Reproduce only the stretch of the listing from the line containing "Short-answer question: What bounding box encloses the bare" through the line containing "[[178, 13, 292, 172], [179, 21, 292, 85]]", requests included, offsetting every bounding-box coordinate in the answers by adding 110. Leave the requests and their sample coordinates unchanged.
-------------------------
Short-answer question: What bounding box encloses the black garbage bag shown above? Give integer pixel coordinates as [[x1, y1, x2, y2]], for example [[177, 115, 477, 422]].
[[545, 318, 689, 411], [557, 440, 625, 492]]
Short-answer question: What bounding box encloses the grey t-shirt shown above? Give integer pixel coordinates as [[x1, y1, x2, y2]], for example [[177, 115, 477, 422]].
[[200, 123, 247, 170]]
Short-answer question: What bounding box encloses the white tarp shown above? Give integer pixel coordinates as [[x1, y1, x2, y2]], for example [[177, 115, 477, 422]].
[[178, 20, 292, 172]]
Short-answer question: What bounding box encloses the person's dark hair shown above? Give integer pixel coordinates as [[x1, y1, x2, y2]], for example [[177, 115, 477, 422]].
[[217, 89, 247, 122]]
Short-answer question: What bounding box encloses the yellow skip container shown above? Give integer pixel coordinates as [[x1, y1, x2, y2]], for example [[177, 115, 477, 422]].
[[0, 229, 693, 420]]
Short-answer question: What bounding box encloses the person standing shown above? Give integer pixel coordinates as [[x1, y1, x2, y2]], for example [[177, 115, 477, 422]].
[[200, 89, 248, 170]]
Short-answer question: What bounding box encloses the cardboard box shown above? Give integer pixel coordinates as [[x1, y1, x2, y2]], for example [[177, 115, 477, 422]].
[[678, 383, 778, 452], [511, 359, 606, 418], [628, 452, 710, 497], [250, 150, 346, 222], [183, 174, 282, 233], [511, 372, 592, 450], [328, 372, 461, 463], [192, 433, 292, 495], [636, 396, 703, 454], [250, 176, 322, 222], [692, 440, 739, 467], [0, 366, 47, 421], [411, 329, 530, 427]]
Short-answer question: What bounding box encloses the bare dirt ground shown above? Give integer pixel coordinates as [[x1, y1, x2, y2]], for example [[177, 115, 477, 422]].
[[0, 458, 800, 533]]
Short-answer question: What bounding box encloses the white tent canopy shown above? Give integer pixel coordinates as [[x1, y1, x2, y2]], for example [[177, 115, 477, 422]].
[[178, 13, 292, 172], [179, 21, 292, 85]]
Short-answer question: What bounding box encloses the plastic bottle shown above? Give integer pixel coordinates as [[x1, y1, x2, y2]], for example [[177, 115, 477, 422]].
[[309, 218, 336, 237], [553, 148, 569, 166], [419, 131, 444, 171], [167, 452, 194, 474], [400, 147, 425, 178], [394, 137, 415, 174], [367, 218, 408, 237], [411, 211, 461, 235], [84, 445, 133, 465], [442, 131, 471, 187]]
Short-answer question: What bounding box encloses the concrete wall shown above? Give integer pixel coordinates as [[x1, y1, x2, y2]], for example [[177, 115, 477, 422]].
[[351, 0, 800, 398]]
-------------------------
Full solution:
Short-answer question: What bounding box encloses the bare dirt ground shown above? Give integer pixel coordinates as [[x1, y1, x2, y2]], for example [[177, 115, 477, 422]].
[[110, 568, 910, 643]]
Short-answer question: What bounding box encloses the white tent canopy shown above? Give integer pixel coordinates as [[x1, y1, x2, y2]], for example [[177, 115, 477, 422]].
[[288, 123, 402, 282], [289, 131, 402, 195]]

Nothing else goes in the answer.